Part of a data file
════════
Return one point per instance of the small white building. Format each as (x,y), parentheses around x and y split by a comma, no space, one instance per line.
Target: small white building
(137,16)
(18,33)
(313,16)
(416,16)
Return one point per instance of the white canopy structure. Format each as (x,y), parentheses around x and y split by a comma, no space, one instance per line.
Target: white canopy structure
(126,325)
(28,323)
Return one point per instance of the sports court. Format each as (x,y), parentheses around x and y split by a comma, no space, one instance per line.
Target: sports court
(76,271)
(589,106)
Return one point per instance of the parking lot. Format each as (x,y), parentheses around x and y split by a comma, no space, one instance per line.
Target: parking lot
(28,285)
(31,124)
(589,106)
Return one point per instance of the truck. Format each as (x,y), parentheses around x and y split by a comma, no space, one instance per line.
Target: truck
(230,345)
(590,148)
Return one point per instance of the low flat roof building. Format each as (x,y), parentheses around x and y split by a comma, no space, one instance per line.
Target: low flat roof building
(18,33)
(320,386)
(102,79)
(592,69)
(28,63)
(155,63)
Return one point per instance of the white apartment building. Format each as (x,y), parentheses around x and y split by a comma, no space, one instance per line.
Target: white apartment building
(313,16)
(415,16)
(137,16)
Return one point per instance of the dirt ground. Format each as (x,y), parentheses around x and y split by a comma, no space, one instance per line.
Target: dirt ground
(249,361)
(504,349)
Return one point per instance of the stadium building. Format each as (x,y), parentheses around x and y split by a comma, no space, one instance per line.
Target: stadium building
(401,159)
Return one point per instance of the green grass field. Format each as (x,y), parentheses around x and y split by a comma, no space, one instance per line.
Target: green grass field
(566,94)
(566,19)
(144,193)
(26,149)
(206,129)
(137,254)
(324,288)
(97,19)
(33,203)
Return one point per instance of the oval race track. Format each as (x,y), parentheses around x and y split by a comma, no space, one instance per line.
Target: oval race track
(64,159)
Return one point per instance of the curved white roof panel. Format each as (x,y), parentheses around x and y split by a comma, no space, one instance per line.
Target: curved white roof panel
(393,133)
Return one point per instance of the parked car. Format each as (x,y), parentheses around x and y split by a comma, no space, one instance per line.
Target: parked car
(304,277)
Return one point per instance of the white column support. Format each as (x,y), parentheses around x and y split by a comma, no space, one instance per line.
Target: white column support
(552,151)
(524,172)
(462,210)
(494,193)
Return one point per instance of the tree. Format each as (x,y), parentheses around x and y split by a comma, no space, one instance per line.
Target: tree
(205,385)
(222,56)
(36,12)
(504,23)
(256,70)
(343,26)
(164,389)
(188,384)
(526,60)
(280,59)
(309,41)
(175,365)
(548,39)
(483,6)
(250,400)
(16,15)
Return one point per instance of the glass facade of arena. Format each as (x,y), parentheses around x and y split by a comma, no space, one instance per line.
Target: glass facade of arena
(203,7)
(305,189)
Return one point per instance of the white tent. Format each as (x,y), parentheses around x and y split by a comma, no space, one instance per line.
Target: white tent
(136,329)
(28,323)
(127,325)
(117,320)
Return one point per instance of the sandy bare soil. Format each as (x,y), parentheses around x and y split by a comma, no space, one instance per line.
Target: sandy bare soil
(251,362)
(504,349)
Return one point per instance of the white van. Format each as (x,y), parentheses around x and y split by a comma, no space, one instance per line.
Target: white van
════════
Return the line that contains "Return one point per instance of the glass" along with every line after it through the end of the entries, exactly, adding nothing.

Return one point per instance of the glass facade of arena. Format each as (x,y), parentheses around x and y split by a comma, no space, one instance per line.
Target: glass facade of arena
(203,7)
(305,189)
Return one point per instance of the white tent. Format each as (x,y), parentheses around x and y split by a comma, no space, one instance per line.
Target: white tent
(136,329)
(28,323)
(127,325)
(117,320)
Return one point per instance of the sandy bare soil. Format each as (x,y), parentheses around x and y split by a comma, no space, one instance per line.
Target: sandy bare soil
(251,362)
(504,349)
Return one point per instance of the white van. Format each as (x,y), parentheses around x and y split by a comma, no space, one instance per line.
Target: white van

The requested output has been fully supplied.